* ASSIGNMENT *
Your copy should match the records below exactly, except for the pictures.

* DATA EXTRACTS *

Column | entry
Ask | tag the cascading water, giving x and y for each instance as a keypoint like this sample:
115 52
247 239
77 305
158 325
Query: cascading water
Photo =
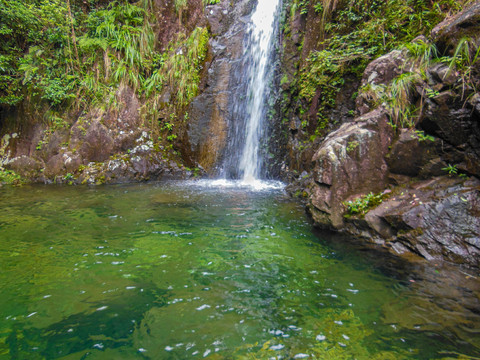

* SOLUTION TO THIS EXERCISE *
Column | entry
Ask | tag the cascading water, giving x and y for each instance as a keypoint like this sample:
115 52
247 239
77 305
158 325
Query: cascading water
Photo =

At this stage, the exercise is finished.